| DIRECTIONS FOR THIS TASK |
Quote the lines below exactly, from the one that holds "Locate the stone" through the final line of the records, and only those.

| DATA EXTRACT |

********

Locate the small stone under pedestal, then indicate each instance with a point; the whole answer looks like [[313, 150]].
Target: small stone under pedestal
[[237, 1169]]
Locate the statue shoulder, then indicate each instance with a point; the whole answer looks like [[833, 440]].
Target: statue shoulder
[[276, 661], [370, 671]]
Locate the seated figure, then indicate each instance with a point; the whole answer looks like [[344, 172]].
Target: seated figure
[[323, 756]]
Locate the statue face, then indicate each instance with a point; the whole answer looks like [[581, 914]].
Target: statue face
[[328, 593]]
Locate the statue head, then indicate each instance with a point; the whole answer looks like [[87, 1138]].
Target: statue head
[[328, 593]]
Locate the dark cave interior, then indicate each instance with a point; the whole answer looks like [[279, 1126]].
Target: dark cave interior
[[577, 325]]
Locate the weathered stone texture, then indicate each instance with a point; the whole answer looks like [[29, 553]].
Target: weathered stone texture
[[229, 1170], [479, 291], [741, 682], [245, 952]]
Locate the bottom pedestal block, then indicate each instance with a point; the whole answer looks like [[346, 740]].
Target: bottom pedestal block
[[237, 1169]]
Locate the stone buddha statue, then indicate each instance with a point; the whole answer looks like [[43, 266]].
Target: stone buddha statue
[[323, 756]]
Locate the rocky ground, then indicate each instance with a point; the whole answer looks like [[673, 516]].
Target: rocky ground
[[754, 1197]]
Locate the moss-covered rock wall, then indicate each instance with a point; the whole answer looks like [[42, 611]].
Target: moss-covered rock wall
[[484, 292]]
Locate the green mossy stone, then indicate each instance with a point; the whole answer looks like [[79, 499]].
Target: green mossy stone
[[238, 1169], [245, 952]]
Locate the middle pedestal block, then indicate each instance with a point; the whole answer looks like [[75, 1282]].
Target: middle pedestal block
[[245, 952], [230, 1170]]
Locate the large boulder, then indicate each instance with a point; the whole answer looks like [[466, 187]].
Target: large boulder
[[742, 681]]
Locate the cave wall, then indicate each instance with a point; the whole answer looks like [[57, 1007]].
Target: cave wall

********

| OUTPUT OF THE EXERCISE |
Locate the stone buddha statue, then indicate each instance with a point; the whole answer looks like [[43, 266]].
Target: stone buddha statue
[[323, 756]]
Locate the rocky ground, then indicate each instance with a point; the whole answer looks like [[673, 516]].
Target: rocky ground
[[754, 1197]]
Locate the moss-covered rock wall, then indicate each instance with a point; the whole answer looks like [[42, 611]].
Target: moss-covered rock wall
[[484, 292]]
Locate the green mossy stone, then indicate each instance with a point; the whole answer looks like [[79, 499]].
Target: green mossy stone
[[238, 1169], [245, 952]]
Locate the middle pedestal block, then indicate each instance with a point; the whole answer looks like [[75, 1282]].
Target: middle pedestal block
[[245, 952], [230, 1170]]
Locate the large boulder, then indicate each instance with a point; the whole answer looks like [[466, 187]].
Target: large boulder
[[742, 681]]
Locate the cave wall, then indicate each instance with a point; the whole answer looks like [[57, 1007]].
Target: cave wall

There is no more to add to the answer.